Referring expression data:
+++
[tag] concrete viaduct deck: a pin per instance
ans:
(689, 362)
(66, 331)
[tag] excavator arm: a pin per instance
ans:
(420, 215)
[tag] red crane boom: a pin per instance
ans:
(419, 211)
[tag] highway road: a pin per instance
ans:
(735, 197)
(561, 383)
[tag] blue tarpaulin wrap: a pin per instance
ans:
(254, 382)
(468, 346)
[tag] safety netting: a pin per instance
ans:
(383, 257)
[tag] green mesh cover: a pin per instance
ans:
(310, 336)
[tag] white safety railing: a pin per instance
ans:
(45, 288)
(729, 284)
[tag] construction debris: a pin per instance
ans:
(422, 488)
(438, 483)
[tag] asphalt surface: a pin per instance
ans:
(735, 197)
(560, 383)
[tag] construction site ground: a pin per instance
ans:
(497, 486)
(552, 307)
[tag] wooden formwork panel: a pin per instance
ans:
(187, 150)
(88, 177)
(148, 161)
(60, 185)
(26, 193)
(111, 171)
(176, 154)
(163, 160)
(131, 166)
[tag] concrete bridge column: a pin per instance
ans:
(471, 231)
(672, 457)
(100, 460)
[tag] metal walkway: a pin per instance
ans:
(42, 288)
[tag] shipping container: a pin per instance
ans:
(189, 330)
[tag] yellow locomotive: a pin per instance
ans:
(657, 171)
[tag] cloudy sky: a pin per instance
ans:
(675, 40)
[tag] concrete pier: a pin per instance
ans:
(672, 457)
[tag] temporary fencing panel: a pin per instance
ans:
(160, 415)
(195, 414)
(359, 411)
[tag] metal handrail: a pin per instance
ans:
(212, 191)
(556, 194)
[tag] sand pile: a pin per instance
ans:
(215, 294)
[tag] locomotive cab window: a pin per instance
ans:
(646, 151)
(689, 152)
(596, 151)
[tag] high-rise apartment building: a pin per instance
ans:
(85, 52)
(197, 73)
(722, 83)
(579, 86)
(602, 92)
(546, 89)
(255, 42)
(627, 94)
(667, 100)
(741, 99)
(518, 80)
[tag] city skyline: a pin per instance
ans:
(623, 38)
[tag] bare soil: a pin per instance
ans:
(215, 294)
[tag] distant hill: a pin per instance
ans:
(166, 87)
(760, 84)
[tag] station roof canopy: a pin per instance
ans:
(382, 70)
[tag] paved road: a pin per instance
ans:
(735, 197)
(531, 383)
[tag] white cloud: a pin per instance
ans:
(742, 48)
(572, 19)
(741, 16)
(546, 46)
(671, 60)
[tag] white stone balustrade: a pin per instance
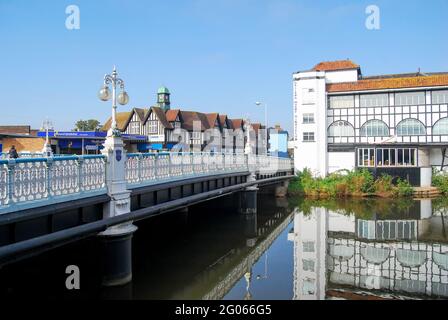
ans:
(33, 180)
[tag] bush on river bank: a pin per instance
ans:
(440, 180)
(357, 183)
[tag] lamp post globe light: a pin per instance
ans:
(105, 94)
(258, 103)
(46, 150)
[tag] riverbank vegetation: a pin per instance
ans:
(440, 180)
(357, 183)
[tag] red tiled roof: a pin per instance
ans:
(392, 83)
(15, 129)
(335, 65)
(237, 123)
(122, 119)
(189, 117)
(222, 119)
(161, 116)
(171, 115)
(211, 118)
(256, 127)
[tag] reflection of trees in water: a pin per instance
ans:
(361, 207)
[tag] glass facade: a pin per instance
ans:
(439, 97)
(441, 127)
(308, 118)
(374, 128)
(410, 127)
(337, 102)
(387, 157)
(410, 98)
(374, 100)
(341, 129)
(308, 136)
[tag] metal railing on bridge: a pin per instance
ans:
(34, 180)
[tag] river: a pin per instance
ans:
(291, 249)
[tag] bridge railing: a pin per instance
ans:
(152, 167)
(145, 168)
(34, 179)
(26, 155)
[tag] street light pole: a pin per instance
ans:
(47, 151)
(265, 121)
(123, 98)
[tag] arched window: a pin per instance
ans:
(441, 127)
(341, 129)
(374, 128)
(410, 127)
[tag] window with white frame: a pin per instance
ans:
(308, 246)
(308, 286)
(308, 265)
(374, 100)
(410, 127)
(196, 135)
(308, 118)
(308, 96)
(410, 98)
(374, 128)
(387, 157)
(439, 97)
(341, 129)
(338, 102)
(441, 127)
(308, 137)
(135, 128)
(153, 126)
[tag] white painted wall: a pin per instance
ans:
(312, 155)
(342, 76)
(435, 157)
(341, 160)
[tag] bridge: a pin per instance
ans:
(48, 202)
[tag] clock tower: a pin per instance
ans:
(163, 98)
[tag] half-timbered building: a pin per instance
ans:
(395, 124)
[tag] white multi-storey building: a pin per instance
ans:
(341, 255)
(396, 124)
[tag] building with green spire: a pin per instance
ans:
(163, 98)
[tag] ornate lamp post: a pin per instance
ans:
(117, 240)
(265, 122)
(47, 125)
(104, 94)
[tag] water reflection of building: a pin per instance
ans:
(337, 254)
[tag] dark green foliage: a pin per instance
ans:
(348, 183)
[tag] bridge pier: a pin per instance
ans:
(117, 240)
(250, 229)
(117, 254)
(248, 200)
(281, 190)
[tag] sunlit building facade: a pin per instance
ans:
(395, 124)
(343, 256)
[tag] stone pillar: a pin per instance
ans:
(281, 190)
(425, 177)
(250, 229)
(117, 240)
(248, 200)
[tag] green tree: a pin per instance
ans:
(87, 125)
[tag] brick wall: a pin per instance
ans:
(24, 144)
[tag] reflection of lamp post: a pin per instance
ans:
(265, 268)
(47, 151)
(248, 277)
(104, 95)
(265, 121)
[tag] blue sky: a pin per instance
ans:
(214, 56)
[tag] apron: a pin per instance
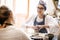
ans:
(43, 30)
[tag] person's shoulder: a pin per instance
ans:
(49, 16)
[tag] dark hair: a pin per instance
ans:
(42, 3)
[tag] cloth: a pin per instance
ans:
(43, 30)
(49, 20)
(12, 33)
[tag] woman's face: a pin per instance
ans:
(40, 9)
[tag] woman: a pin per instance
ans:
(7, 31)
(42, 23)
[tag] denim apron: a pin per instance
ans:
(43, 30)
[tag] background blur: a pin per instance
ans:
(24, 9)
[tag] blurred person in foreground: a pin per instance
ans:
(7, 30)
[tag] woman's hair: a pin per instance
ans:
(42, 3)
(8, 14)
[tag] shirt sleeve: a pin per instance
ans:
(52, 23)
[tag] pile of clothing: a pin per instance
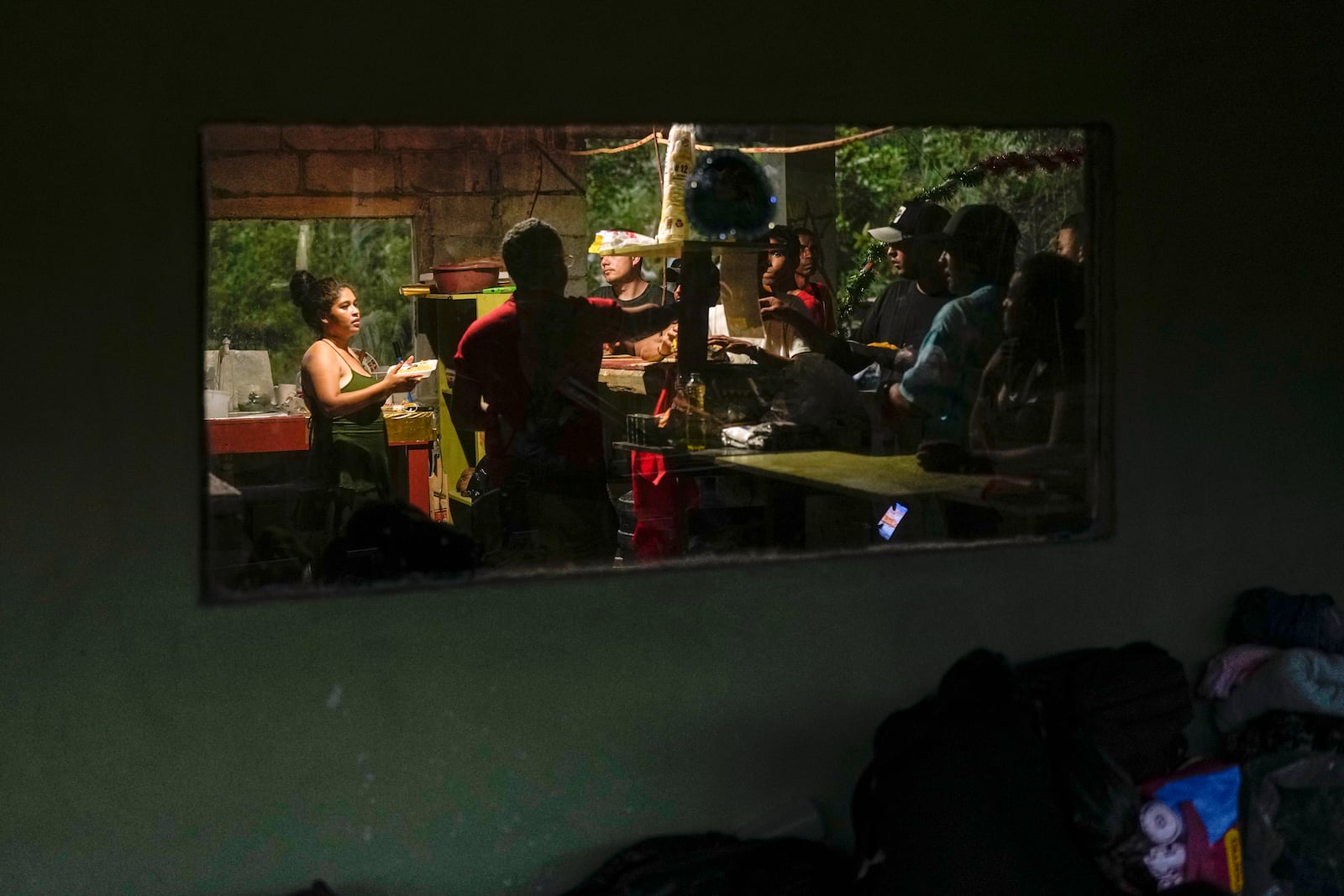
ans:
(1277, 692)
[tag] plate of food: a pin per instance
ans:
(421, 367)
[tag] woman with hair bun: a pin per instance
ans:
(347, 449)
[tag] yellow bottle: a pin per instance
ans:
(696, 422)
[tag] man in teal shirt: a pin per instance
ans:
(979, 250)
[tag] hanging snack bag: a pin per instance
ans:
(606, 241)
(672, 228)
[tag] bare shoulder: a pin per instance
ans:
(319, 356)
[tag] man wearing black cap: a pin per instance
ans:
(905, 311)
(979, 249)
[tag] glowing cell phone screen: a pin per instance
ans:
(891, 519)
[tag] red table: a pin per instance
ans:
(412, 432)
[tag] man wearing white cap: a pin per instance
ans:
(979, 248)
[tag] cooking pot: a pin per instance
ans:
(467, 277)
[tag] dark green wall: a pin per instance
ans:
(508, 736)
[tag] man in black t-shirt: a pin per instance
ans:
(627, 285)
(904, 313)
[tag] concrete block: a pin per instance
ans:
(354, 139)
(428, 139)
(521, 170)
(566, 214)
(273, 174)
(450, 249)
(464, 217)
(349, 172)
(239, 137)
(448, 172)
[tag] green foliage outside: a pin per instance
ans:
(874, 177)
(250, 264)
(624, 192)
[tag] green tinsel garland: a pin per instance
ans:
(969, 176)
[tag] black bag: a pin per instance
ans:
(1132, 701)
(718, 864)
(961, 797)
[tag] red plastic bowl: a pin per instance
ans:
(467, 277)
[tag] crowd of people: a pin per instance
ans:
(979, 365)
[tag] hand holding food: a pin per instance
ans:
(407, 372)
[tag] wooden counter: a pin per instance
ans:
(410, 432)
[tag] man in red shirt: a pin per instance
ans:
(810, 265)
(528, 375)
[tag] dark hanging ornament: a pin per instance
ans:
(729, 196)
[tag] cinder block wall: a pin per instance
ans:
(461, 186)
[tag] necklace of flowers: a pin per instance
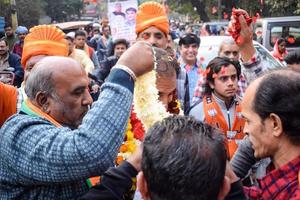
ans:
(147, 106)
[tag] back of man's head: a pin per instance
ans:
(183, 159)
(189, 38)
(293, 60)
(279, 93)
(80, 33)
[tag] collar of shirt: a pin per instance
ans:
(280, 182)
(4, 62)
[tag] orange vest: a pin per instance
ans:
(214, 116)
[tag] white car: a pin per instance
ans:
(209, 48)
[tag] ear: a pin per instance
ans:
(276, 125)
(225, 188)
(43, 102)
(142, 186)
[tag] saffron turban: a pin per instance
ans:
(8, 102)
(151, 14)
(44, 40)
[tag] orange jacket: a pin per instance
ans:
(214, 116)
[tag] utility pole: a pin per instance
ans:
(220, 9)
(14, 17)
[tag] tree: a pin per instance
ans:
(28, 11)
(63, 10)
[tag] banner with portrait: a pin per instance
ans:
(121, 15)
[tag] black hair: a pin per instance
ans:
(117, 42)
(131, 9)
(7, 25)
(6, 43)
(279, 93)
(281, 40)
(189, 38)
(293, 57)
(80, 33)
(214, 67)
(183, 159)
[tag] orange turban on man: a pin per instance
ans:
(44, 40)
(151, 14)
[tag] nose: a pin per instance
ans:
(230, 82)
(87, 99)
(152, 40)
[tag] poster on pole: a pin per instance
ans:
(122, 15)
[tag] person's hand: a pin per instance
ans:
(136, 158)
(242, 32)
(6, 80)
(139, 58)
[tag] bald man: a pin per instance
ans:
(55, 143)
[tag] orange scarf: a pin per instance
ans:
(30, 109)
(8, 102)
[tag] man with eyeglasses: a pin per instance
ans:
(244, 52)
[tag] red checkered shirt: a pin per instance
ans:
(280, 184)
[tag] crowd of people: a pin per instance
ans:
(67, 114)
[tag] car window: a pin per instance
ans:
(207, 53)
(289, 31)
(267, 58)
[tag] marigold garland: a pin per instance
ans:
(128, 146)
(147, 106)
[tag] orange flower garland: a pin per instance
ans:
(128, 146)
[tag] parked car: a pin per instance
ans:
(209, 48)
(268, 30)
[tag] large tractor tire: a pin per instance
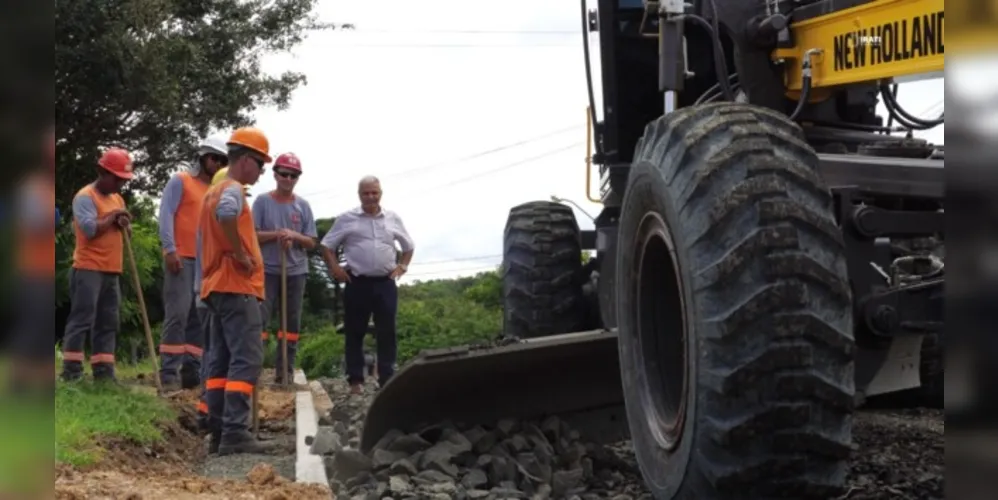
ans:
(542, 271)
(734, 310)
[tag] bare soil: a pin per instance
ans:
(900, 455)
(175, 467)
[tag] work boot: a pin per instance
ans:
(243, 443)
(171, 386)
(107, 380)
(189, 378)
(214, 439)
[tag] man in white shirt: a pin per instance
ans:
(368, 234)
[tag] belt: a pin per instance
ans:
(363, 277)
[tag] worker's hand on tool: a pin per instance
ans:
(397, 272)
(340, 274)
(173, 263)
(245, 262)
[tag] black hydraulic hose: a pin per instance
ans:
(890, 117)
(589, 76)
(904, 122)
(709, 94)
(903, 116)
(720, 63)
(805, 91)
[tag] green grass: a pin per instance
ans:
(87, 413)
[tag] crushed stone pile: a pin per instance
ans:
(899, 454)
(510, 459)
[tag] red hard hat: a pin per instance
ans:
(117, 161)
(289, 161)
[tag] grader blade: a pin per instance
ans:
(575, 376)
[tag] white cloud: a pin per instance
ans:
(397, 95)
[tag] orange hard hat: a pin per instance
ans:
(289, 161)
(251, 138)
(118, 162)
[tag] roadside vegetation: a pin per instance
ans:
(156, 95)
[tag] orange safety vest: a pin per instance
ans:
(103, 253)
(36, 249)
(220, 272)
(185, 221)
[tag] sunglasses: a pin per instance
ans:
(259, 163)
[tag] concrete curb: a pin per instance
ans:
(309, 468)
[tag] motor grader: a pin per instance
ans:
(769, 253)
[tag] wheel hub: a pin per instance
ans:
(661, 331)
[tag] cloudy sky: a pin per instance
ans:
(455, 111)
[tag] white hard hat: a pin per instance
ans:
(213, 145)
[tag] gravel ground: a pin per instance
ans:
(177, 469)
(899, 456)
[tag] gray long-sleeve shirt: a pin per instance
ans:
(229, 206)
(85, 213)
(169, 203)
(368, 241)
(269, 214)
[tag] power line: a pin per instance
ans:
(474, 156)
(486, 152)
(509, 165)
(451, 45)
(478, 269)
(470, 32)
(459, 259)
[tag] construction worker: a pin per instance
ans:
(32, 365)
(232, 285)
(99, 217)
(203, 311)
(180, 346)
(284, 223)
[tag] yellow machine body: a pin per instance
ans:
(878, 40)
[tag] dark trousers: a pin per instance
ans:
(205, 316)
(363, 297)
(181, 345)
(93, 310)
(235, 362)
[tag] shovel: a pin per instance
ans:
(142, 309)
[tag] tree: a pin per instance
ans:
(154, 76)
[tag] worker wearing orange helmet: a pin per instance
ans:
(284, 223)
(99, 217)
(32, 363)
(232, 286)
(182, 340)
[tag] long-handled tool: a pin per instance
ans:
(142, 309)
(256, 411)
(284, 321)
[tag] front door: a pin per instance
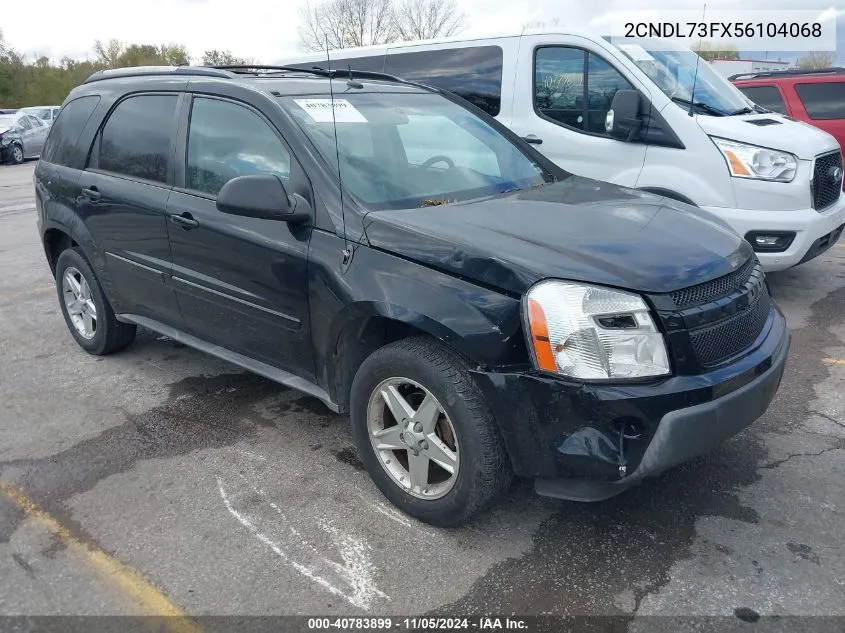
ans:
(562, 96)
(241, 282)
(124, 192)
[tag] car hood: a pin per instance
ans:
(795, 137)
(578, 229)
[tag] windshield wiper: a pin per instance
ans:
(700, 105)
(745, 110)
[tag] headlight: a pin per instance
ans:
(761, 163)
(593, 333)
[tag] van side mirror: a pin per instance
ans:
(623, 121)
(260, 196)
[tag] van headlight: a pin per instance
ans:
(592, 333)
(761, 163)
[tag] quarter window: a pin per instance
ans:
(474, 72)
(136, 140)
(767, 96)
(227, 140)
(67, 129)
(823, 100)
(574, 87)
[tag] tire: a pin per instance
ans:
(416, 368)
(16, 155)
(106, 334)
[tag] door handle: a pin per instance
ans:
(92, 194)
(186, 221)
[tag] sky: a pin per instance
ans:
(267, 29)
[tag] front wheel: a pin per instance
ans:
(425, 432)
(16, 154)
(88, 314)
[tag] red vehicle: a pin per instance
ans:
(816, 97)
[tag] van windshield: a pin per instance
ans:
(674, 72)
(404, 150)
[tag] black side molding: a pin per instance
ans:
(262, 369)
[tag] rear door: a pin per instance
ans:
(563, 90)
(241, 282)
(124, 198)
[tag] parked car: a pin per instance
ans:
(21, 136)
(771, 179)
(816, 97)
(47, 114)
(403, 257)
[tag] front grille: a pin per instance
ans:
(716, 343)
(716, 289)
(826, 188)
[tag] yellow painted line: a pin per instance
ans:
(36, 290)
(128, 580)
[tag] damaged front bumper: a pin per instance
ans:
(589, 442)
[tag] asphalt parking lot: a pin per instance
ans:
(162, 479)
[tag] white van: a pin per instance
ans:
(623, 114)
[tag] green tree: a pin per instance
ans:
(215, 57)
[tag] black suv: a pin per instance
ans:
(398, 254)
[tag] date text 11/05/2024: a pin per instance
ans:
(484, 623)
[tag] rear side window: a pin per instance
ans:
(136, 140)
(574, 87)
(823, 100)
(65, 132)
(474, 73)
(226, 140)
(767, 96)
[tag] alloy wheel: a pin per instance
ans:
(413, 438)
(78, 302)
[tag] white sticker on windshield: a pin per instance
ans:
(321, 110)
(636, 52)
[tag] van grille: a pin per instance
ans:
(826, 188)
(716, 289)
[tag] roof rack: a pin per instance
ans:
(260, 70)
(139, 71)
(833, 70)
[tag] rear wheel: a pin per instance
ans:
(425, 432)
(87, 312)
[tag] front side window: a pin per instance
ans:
(574, 87)
(226, 140)
(767, 96)
(823, 100)
(136, 139)
(426, 149)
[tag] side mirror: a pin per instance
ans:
(260, 196)
(623, 121)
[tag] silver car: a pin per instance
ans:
(21, 136)
(47, 114)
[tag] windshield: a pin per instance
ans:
(674, 72)
(401, 150)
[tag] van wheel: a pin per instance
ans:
(16, 155)
(87, 312)
(425, 432)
+++
From the data above, output only the lines between the line containing "[tag] concrete curb: a pin per instance" and the line containing "[tag] power line: a pin per instance", inclusive, exactly as written.

Task answer |
[tag] concrete curb: a pin per instance
ans:
(309, 468)
[tag] motor grader: a pin per instance
ans:
(769, 253)
[tag] wheel hub: a pin per instance
ans:
(661, 331)
[tag] cloudy sky: a pin per instance
ans:
(455, 111)
[tag] white hard hat: a pin per instance
ans:
(213, 145)
[tag] gravel ground: a pin per instance
ans:
(177, 469)
(899, 456)
[tag] gray long-sleeve shirt: a pin per instance
ans:
(229, 206)
(85, 213)
(169, 203)
(368, 241)
(269, 214)
[tag] power line: a pin per instance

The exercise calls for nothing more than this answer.